EXERCISE INPUTS >>
-------------------------
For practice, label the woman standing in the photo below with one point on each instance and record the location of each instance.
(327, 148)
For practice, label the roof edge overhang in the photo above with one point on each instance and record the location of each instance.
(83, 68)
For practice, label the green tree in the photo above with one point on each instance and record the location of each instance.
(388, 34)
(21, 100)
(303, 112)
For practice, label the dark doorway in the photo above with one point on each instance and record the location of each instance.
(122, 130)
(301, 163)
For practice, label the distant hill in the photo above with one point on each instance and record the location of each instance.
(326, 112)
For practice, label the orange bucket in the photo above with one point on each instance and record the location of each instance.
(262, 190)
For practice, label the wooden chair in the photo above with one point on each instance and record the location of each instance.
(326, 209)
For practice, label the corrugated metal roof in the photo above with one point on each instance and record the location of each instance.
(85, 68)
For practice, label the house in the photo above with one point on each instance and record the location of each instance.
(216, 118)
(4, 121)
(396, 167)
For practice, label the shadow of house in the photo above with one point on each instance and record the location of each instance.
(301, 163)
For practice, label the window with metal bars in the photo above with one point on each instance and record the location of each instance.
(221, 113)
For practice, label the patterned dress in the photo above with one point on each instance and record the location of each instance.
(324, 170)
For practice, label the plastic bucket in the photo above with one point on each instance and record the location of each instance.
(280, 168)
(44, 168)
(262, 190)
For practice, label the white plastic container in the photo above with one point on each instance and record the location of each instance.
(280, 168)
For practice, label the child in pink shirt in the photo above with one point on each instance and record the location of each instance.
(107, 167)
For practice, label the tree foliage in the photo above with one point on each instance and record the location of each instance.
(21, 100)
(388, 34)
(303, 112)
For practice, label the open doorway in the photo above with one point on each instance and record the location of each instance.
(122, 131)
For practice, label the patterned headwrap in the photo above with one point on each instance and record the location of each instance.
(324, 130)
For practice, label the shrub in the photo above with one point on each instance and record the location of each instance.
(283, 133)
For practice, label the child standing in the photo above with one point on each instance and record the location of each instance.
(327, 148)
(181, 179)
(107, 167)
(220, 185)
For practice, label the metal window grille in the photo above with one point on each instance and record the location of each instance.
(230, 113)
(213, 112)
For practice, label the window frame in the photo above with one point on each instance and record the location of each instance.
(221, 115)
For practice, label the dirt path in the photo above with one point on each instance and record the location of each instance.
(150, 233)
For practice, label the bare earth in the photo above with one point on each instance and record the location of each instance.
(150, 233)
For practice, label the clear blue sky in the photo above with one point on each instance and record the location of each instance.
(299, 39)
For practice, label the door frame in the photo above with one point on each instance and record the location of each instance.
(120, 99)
-------------------------
WHAT IS REQUIRED >> Recast all of the material above as a numbered list, leaving out any blank lines.

FINISHED EXERCISE >>
1. For practice, label the woman standing in the photo below with one point on each instance and record the location of each instance.
2. (327, 148)
3. For practice, label the roof edge overhang in the photo above with one point on each instance and record the location of each instance.
4. (83, 68)
5. For practice, label the green tree in the photo above with one point on each instance and record the location of each instance.
6. (388, 34)
7. (21, 100)
8. (303, 112)
9. For practice, label the dark doorway in the photo above with one point on each instance and record the location of each instance.
10. (122, 130)
11. (301, 163)
12. For practice, label the distant hill in the photo above with one point on each instance and record the location of each instance.
13. (326, 112)
14. For practice, label the orange bucket in the photo above with one point on each instance and record the location of each instance.
15. (262, 190)
16. For practice, label the wooden chair in the photo above with one point on each instance and record the location of each instance.
17. (326, 209)
18. For practice, label the corrugated metal roof in the photo above with one point on each instance and record the location of each instance.
19. (85, 68)
20. For practice, label the house in the photo above with one point on each instance and record the location of each instance.
21. (216, 118)
22. (4, 121)
23. (396, 167)
24. For practice, label the shadow of house in the photo above with one point on each instance and record the location of each instance.
25. (301, 163)
26. For practice, label the window with metal bars in the photo above with one point on each instance and record the location of each instance.
27. (221, 113)
28. For practice, label the patterned dress in the photo above with one point on each instance and record the location of each instance.
29. (324, 170)
30. For practice, label the plastic bucket in the photo above with one point on each instance and record the location of each instance.
31. (280, 168)
32. (44, 168)
33. (262, 190)
34. For practice, label the white plastic container in the photo above with one point on each instance and record the location of each instance.
35. (280, 168)
36. For practice, label the child in pink shirt in the photo above with one point on each instance and record the location of each instance.
37. (107, 167)
38. For practice, label the tree foliage in the photo above with one point on each instance and record the location of each instance.
39. (21, 100)
40. (388, 34)
41. (303, 112)
42. For practice, label the open doorway in the photo above with one point on each instance and record the location of each instance.
43. (122, 131)
44. For practice, label the patterned headwrap in the photo above with one point on each instance and record the location of each instance.
45. (324, 130)
46. For practice, label the shrub in the photo above with one point on each instance and record the location of each instance.
47. (283, 133)
48. For practice, label the child standing in the photo above with one point on each instance and record the location of each instance.
49. (327, 148)
50. (181, 179)
51. (107, 167)
52. (220, 185)
53. For practice, label the metal window grille in the photo above with one point on each instance and record the location of each instance.
54. (230, 113)
55. (213, 112)
56. For practice, label the window frame in the photo above with one point on each instance and record the location of each instance.
57. (221, 115)
58. For practice, label the dirt path in the photo above with one point on each instance and record the location of each instance.
59. (150, 233)
60. For practice, label the bare earth in the photo above with one point on each instance and record the location of each instance.
61. (150, 233)
62. For practice, label the clear blue sky in the photo above with one point on each instance and record the location of each instance.
63. (299, 39)
64. For practice, label the door frame in the photo above with one point on each instance and record the location of each instance.
65. (120, 99)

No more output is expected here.